• QUÉ DEBES HACER: Copia, por favor, la noticia completa sobre las condenas por consultar historiales médicos ajenos, sin cambiar nada.

• EXTRACTO FACILITADO:
_____

Revisar historiales médicos ajenos las llevó a prisión
- miércoles 16 de septiembre de 2026 - 10:13 AM
Entrar al historial médico de otra persona utilizando las credenciales de acceso de un centro sanitario puede tener consecuencias penales, incluso cuando quien consulta la información es un profesional de la salud. Varios casos han terminado en los tribunales con condenas de prisión e inhabilitación.
Uno de los casos más recientes corresponde a la Audiencia Provincial de Badajoz, que en noviembre de 2024 condenó a dos enfermeros por acceder sin autorización a las historias clínicas de dos amigos. Según la resolución, ambos profesionales realizaron varios accesos sin que existiera consentimiento ni justificación asistencial.
Cada uno fue condenado a tres años y tres meses de prisión, además de una multa de 21 meses, por un delito continuado de descubrimiento y revelación de secretos cometido por funcionario público.
El caso se suma a otros procesos en los que los tribunales españoles han considerado que la consulta injustificada de información sanitaria constituye una vulneración grave de la intimidad.
En 2023, la Audiencia Provincial de Pontevedra condenó a una enfermera a tres años y 10 meses de prisión después de que accediera en 196 ocasiones al historial clínico de su expareja y en otras 124 ocasiones al de la nueva pareja de este. Los hechos ocurrieron entre enero de 2016 y octubre de 2019.
Además de la prisión, la enfermera fue condenada a pagar una multa de 4.050 euros, quedó inhabilitada durante nueve años y recibió una prohibición de aproximarse a los afectados durante tres años.
Otro caso llegó hasta el Tribunal Supremo de España.

_____

• DATOS REGISTRADOS:
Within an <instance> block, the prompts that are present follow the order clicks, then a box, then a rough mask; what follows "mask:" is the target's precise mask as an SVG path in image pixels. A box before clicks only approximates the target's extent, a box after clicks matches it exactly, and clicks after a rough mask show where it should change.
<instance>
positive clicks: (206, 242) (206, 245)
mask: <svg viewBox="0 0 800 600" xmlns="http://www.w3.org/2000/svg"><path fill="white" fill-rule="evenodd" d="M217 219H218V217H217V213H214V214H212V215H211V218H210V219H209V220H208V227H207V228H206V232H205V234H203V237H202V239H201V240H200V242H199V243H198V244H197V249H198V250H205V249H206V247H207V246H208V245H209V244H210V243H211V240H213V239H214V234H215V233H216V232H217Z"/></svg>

_____

• SOLUCIÓN:
Revisar historiales médicos ajenos las llevó a prisión
- miércoles 16 de septiembre de 2026 - 10:13 AM
Entrar al historial médico de otra persona utilizando las credenciales de acceso de un centro sanitario puede tener consecuencias penales, incluso cuando quien consulta la información es un profesional de la salud. Varios casos han terminado en los tribunales con condenas de prisión e inhabilitación.
Uno de los casos más recientes corresponde a la Audiencia Provincial de Badajoz, que en noviembre de 2024 condenó a dos enfermeros por acceder sin autorización a las historias clínicas de dos amigos. Según la resolución, ambos profesionales realizaron varios accesos sin que existiera consentimiento ni justificación asistencial.
Cada uno fue condenado a tres años y tres meses de prisión, además de una multa de 21 meses, por un delito continuado de descubrimiento y revelación de secretos cometido por funcionario público.
El caso se suma a otros procesos en los que los tribunales españoles han considerado que la consulta injustificada de información sanitaria constituye una vulneración grave de la intimidad.
En 2023, la Audiencia Provincial de Pontevedra condenó a una enfermera a tres años y 10 meses de prisión después de que accediera en 196 ocasiones al historial clínico de su expareja y en otras 124 ocasiones al de la nueva pareja de este. Los hechos ocurrieron entre enero de 2016 y octubre de 2019.
Además de la prisión, la enfermera fue condenada a pagar una multa de 4.050 euros, quedó inhabilitada durante nueve años y recibió una prohibición de aproximarse a los afectados durante tres años.
Otro caso llegó hasta el Tribunal Supremo de España.